__Supplied text__:
<<<<

6.2.2 Concerning Services and the Solution:
– Customer expressly declares having received from the Company all information and advice necessary for the use of the Solution and the Services and waives the right to seek the Company’s liability thereupon.
– Customer undertakes to cooperate closely with the Company and provide all information, documentation, services and all means necessary for the realization of the Services and the supply of the Solution and undertakes to make available to the Company all elements enabling Customer to fulfill his obligation, including dedicated staff and a privileged interlocutor.
– Customer also undertakes to notify the Company, as soon as possible after Customer has become aware of any event or fact likely to delay, disrupt, modify and more generally disturb the performance of the Contract.
– Before each intervention of the Company on the Solution, Customer undertakes to carry out all the backup procedures necessary to the protection and the backup of its data, programs and computer files.
7.1 The Company’s pricing conditions for the supply of the ProAbono Solution are set forth in the subscription offers on the Site and summarized in the Order. The prices are given as an indication and are therefore subject to variation. The price charged is the one in effect at the time of the Order.
7.2 The prices are expressed and payable in Euros and are expressed VAT and any other tax excluded, Customer being responsible for the payment of the said taxes.
8. CONDITIONS OF PAYMENT
8.1 Subscription to the Solution is invoiced to Customer on a monthly basis or on an annual basis payable in one installment, in accordance with the Order. Payment shall be made by direct debit : credit card or SEPA mandate.

>>>>

__Provided material__:
<<<<

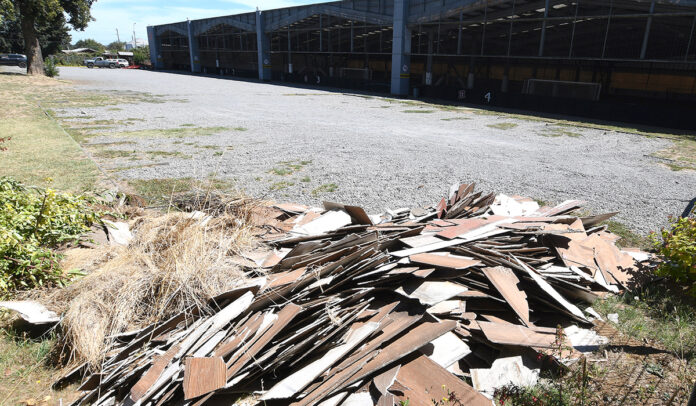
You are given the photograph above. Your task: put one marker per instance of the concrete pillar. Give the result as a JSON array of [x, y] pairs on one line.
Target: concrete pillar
[[470, 77], [401, 50], [264, 48], [543, 28], [646, 37], [193, 50], [155, 51], [429, 63]]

>>>>

__Instructions__:
#1 In the terms excerpt, in what currency are prices expressed and payable?
#2 Update the terms excerpt from "7.1 The Company’s" down to "the said taxes.", putting "US dollars" wherever "Euros" appears.

__Per-task outputs__:
#1 Euros.

#2
7.1 The Company’s pricing conditions for the supply of the ProAbono Solution are set forth in the subscription offers on the Site and summarized in the Order. The prices are given as an indication and are therefore subject to variation. The price charged is the one in effect at the time of the Order.
7.2 The prices are expressed and payable in US dollars and are expressed VAT and any other tax excluded, Customer being responsible for the payment of the said taxes.